**EXERCISE TASK**: Please set down, word for word, the records from the line that contains "Box the white lily." through the line that contains "[[102, 820, 328, 1078]]", both of those lines included. Leave the pictures out of your copy.

**DATA RECORDS**:
★ ★ ★ ★ ★ ★ ★
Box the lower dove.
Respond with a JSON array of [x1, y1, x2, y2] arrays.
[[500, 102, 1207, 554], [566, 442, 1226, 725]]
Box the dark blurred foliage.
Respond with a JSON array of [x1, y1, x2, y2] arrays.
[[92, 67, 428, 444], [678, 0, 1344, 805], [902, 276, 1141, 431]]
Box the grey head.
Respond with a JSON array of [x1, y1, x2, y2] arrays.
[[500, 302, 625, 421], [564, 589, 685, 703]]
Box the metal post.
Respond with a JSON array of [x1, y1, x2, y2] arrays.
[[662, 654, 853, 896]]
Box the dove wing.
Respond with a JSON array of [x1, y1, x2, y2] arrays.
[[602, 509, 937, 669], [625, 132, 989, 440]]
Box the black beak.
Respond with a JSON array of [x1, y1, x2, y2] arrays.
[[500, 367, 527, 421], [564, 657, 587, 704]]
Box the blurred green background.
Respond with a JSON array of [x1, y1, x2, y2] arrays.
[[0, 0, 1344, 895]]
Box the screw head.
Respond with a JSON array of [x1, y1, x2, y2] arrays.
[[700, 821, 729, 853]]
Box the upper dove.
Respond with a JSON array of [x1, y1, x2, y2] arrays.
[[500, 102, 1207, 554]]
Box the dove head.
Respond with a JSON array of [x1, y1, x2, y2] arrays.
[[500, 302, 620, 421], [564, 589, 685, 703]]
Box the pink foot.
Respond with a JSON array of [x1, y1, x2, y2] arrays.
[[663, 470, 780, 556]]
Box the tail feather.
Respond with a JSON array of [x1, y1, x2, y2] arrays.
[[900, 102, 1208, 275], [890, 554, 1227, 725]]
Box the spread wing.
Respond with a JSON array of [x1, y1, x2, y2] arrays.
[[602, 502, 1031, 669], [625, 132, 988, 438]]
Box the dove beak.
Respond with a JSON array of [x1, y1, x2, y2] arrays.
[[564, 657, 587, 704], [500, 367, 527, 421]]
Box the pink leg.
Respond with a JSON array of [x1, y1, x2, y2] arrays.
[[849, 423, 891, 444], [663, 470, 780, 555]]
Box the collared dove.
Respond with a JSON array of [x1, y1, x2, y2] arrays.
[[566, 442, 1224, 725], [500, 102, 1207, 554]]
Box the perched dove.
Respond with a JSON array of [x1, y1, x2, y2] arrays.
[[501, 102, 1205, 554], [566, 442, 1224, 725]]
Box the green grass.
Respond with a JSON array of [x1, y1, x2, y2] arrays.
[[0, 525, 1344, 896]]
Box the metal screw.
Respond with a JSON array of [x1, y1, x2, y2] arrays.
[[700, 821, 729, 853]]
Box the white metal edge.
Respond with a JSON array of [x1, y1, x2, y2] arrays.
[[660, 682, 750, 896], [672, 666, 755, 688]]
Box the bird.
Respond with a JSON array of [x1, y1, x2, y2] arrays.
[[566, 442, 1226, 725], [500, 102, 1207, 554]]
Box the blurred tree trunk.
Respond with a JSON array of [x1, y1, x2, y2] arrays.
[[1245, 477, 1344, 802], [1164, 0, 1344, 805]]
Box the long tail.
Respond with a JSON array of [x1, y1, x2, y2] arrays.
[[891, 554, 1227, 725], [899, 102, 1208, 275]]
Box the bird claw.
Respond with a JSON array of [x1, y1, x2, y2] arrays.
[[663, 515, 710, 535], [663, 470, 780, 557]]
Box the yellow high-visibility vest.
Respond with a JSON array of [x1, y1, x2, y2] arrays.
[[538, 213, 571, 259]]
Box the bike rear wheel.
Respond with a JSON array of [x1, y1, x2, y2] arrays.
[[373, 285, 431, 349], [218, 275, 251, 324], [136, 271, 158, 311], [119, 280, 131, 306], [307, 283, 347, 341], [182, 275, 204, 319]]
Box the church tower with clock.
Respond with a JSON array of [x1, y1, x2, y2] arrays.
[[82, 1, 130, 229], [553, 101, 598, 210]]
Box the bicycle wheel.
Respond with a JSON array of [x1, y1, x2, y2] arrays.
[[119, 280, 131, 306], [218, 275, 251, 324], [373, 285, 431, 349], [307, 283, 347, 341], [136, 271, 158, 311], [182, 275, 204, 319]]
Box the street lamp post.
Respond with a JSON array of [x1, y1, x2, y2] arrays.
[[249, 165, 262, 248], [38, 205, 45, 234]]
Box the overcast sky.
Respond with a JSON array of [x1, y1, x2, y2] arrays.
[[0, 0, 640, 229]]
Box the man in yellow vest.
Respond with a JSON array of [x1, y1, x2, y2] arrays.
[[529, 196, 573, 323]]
★ ★ ★ ★ ★ ★ ★
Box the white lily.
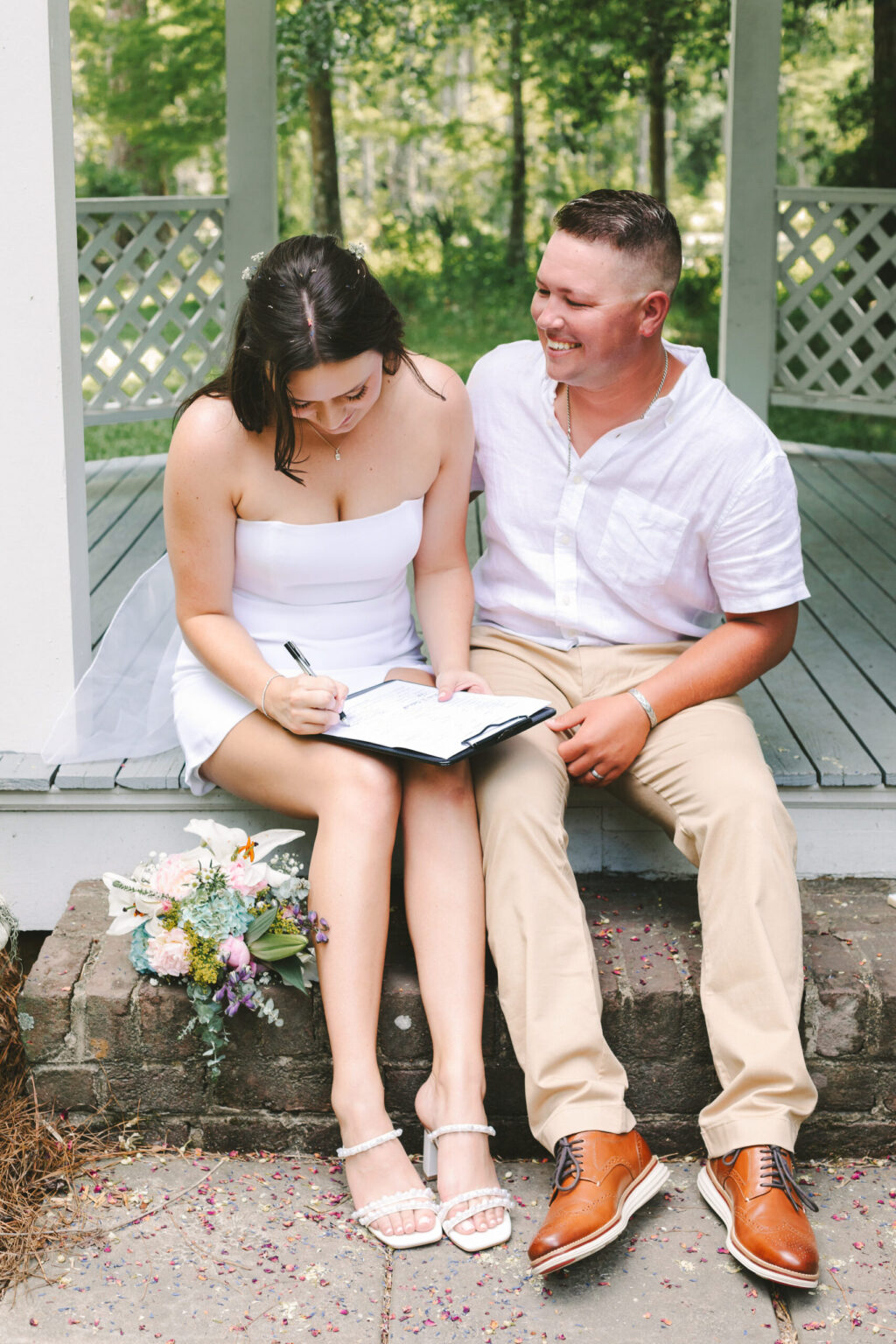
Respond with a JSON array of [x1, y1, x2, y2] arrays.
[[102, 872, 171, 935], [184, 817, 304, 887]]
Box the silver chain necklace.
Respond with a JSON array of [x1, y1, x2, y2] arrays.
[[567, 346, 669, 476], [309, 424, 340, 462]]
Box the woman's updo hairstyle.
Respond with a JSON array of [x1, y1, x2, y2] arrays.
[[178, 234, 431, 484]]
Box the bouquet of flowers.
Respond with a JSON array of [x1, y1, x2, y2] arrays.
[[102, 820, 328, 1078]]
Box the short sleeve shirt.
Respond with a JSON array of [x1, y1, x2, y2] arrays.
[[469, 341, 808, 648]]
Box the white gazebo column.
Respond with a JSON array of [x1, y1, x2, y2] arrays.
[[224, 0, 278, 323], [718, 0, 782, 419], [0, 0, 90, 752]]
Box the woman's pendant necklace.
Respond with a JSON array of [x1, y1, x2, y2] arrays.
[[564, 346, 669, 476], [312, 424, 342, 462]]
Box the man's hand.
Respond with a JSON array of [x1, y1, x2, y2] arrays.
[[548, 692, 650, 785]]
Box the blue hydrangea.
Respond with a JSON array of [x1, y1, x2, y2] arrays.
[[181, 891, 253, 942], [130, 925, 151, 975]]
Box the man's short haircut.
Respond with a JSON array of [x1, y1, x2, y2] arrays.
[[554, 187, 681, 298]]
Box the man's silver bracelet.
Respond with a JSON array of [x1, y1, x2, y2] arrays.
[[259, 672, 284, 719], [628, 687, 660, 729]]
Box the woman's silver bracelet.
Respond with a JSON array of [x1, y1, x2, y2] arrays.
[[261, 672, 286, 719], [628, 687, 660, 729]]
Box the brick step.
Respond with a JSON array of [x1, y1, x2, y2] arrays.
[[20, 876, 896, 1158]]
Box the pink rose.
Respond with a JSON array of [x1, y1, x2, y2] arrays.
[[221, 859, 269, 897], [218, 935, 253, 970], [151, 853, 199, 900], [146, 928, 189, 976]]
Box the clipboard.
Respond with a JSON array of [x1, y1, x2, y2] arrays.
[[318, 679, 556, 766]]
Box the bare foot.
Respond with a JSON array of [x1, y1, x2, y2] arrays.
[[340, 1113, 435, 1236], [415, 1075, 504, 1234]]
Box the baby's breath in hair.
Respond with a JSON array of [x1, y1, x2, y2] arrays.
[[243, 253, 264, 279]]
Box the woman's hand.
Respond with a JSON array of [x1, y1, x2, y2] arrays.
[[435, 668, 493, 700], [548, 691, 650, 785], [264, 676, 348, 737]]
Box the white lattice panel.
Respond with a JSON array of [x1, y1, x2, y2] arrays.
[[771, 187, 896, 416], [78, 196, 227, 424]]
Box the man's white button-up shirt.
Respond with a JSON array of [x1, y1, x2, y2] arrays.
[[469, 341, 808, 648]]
★ ★ ★ ★ ★ ★ ★
**RESPONSE FOR THIS EXERCISE**:
Box the white lily.
Respond with a JSON array of [x1, y1, x2, y2] arrays.
[[102, 872, 171, 935], [184, 817, 304, 887]]
Box the silver chain necklace.
Respond with a JSON array of [x1, y1, x2, y2] arrays.
[[567, 346, 669, 476], [309, 424, 340, 462]]
Box the woman's updo hairstyle.
Respond with a JSON array of [x1, y1, x2, y2] arrays.
[[178, 234, 431, 484]]
Box the bouquet of flowers.
Respond with a JSON array of [x1, y1, x2, y2] arrays.
[[102, 820, 328, 1078]]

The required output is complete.